** START OF Given passage **

I'm a little confused by this report and want to make sure I understand the situation. Konstantin points
out that the TID_STRING should be valid UTF-8. But I think that Amy agreed that the string was valid UTF-8.
My understanding was that Amy's contention was that the valid UTF-8 string didn't get returned as valid JSON.
But I am having trouble reproducing your behaviour Amy. I created a ODB string variable with a tab control
control character
sprintf(mystring,"first line \t second line");
status = db_set_value(hDB, 0,"/test2/mystring", &mystring, size, 1, TID_STRING);
and what I tried to pull the ODB using jcopy
http://neut18:8081/?cmd=jcopy&odb=/test2/mystring&format=json
I got
{
"mystring/key" : { "type" : 12, "item_size" : 32, "access_mode" : 7, "last_written" : 1477416322 },
"mystring" : "first line \t second line"
}
which seems to be valid JSON.
I only tried this with tab. Are there other control characters that you are having trouble with? Or maybe
I misunderstand the question?
>
> >
> > For JSON.parse to successfully parse a string, (A) the string must be valid
> > UTF-8, (B) several whitespace characters, control characters, and the
> > characters " and \ must be escaped, and (C) you've got to follow the key-
> > value rules laid out in http://www.json.org/.

** END OF Given passage **

Problem to solve:
In the forum post, which control character did the writer test when trying to reproduce the reported behavior? The listing has no connection to the forum post.

** START OF Listing **

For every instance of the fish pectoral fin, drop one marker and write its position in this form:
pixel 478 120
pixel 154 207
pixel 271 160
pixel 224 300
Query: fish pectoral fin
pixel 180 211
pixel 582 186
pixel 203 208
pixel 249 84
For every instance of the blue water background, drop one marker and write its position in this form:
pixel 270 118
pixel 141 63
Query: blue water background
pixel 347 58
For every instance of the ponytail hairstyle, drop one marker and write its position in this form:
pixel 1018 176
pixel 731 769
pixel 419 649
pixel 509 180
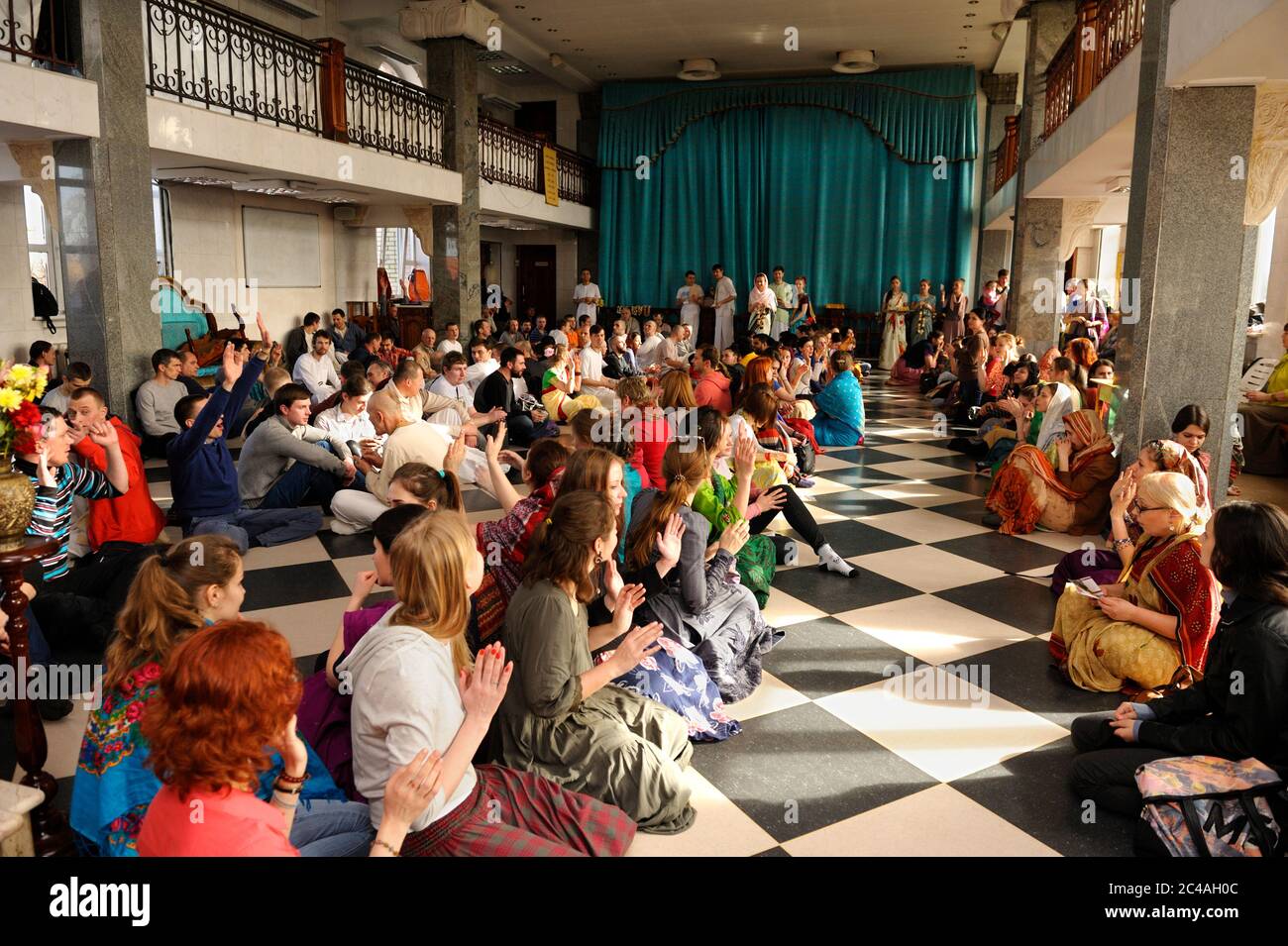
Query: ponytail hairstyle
pixel 430 485
pixel 840 361
pixel 1249 550
pixel 429 563
pixel 161 607
pixel 684 470
pixel 546 459
pixel 708 354
pixel 565 542
pixel 588 469
pixel 760 405
pixel 677 391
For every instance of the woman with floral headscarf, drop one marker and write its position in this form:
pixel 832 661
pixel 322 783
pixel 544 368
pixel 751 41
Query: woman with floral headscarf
pixel 1103 566
pixel 1069 495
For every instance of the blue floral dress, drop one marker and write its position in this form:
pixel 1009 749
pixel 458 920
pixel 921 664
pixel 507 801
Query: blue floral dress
pixel 114 787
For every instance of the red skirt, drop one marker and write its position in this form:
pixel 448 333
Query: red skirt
pixel 515 813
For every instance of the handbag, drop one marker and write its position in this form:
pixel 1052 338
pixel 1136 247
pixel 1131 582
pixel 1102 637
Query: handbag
pixel 1205 806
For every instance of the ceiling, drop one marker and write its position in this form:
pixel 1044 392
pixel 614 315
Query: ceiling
pixel 613 40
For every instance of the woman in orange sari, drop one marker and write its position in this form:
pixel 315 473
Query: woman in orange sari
pixel 1070 495
pixel 1154 626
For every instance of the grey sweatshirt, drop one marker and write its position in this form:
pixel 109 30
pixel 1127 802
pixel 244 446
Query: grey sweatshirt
pixel 155 404
pixel 404 699
pixel 274 447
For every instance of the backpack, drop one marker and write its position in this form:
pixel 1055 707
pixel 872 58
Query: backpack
pixel 1203 806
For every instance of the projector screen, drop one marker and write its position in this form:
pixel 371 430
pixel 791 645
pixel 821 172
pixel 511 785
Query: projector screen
pixel 281 249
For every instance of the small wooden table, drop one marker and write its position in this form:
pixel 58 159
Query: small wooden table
pixel 50 828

** END OF Listing **

Full solution:
The tab character.